● **PROBLEM REQUIREMENTS**
Render each line of the entries below as a row in a Markdown table with the columns "Row" and "Line", skipping blank lines and leaving out the pictures.

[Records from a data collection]
----------

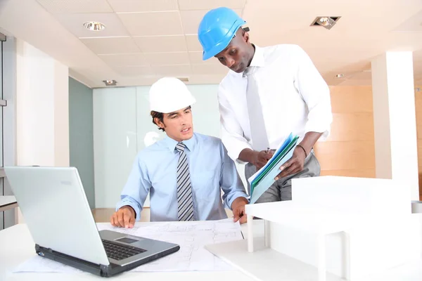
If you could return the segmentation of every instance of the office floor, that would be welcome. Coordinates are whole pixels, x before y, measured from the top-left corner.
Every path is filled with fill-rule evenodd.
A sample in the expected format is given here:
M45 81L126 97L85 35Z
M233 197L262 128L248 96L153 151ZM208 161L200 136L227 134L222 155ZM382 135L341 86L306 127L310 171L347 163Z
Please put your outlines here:
M110 217L114 213L115 209L110 208L98 208L92 210L92 215L96 223L108 223L110 222ZM228 217L231 217L233 213L229 209L226 209ZM150 209L149 208L145 208L141 212L141 221L149 221L150 220Z

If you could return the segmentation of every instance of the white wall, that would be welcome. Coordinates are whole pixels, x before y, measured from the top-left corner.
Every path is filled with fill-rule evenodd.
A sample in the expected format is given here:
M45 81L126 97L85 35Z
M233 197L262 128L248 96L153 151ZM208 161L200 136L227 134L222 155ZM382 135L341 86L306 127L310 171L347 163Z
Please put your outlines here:
M69 165L68 68L16 40L18 165Z
M220 137L217 85L188 85L193 130ZM152 123L149 86L94 90L94 153L96 208L115 208L138 151L165 133ZM147 201L146 206L149 206Z

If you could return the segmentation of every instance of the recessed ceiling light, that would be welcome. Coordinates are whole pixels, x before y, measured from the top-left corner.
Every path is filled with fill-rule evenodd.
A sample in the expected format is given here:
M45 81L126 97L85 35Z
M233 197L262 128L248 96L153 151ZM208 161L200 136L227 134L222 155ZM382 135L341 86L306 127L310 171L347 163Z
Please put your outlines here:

----------

● **WRITTEN REPLY**
| Row | Line |
|---|---|
| 1 | If you could return the segmentation of every instance of the office floor, that would be welcome. Coordinates are whole pixels, x before y, measured from the top-left corner. |
| 2 | Every path is filled with fill-rule evenodd. |
| 3 | A sample in the expected format is given here: |
| 4 | M45 81L126 97L85 35Z |
| 5 | M233 197L262 128L248 96L153 151ZM208 161L200 136L227 134L222 155ZM382 135L341 86L306 127L310 171L347 163Z |
| 6 | Please put your outlines here: |
| 7 | M110 217L114 213L115 209L110 208L98 208L92 210L92 215L96 223L108 223L110 222ZM228 217L231 217L233 213L229 209L226 209ZM150 209L149 208L145 208L141 212L141 221L149 221L150 220Z |
| 8 | If you could return the segmentation of every instance of the white wall, that would be welcome. Coordinates are whole pixels, x before y, measured from the top-left corner. |
| 9 | Every path is filled with fill-rule evenodd. |
| 10 | A sample in the expected format is given here: |
| 11 | M45 81L126 97L85 35Z |
| 12 | M233 197L262 128L248 96L153 151ZM208 161L200 136L227 134L222 155ZM382 135L341 86L306 127L310 171L347 163Z |
| 13 | Please put your outlines here: |
| 14 | M69 165L68 68L16 40L18 165Z |
| 15 | M220 137L217 85L188 85L193 130ZM152 123L149 86L94 90L94 153L96 208L115 208L138 151L165 133ZM147 201L146 206L149 206Z |
| 16 | If you could return the segmentation of every instance of the recessed ceiling light, that would be welcome. Coordinates are whole pixels, x before y, measured from the top-left corner. |
| 17 | Every path is filled with fill-rule evenodd. |
| 18 | A sample in the expected format is given here: |
| 19 | M45 81L126 97L85 35Z |
| 20 | M233 197L262 128L248 96L153 151ZM208 161L200 136L227 134L222 155ZM382 135L341 86L306 127L310 171L347 163Z |
| 21 | Please put your outlines here: |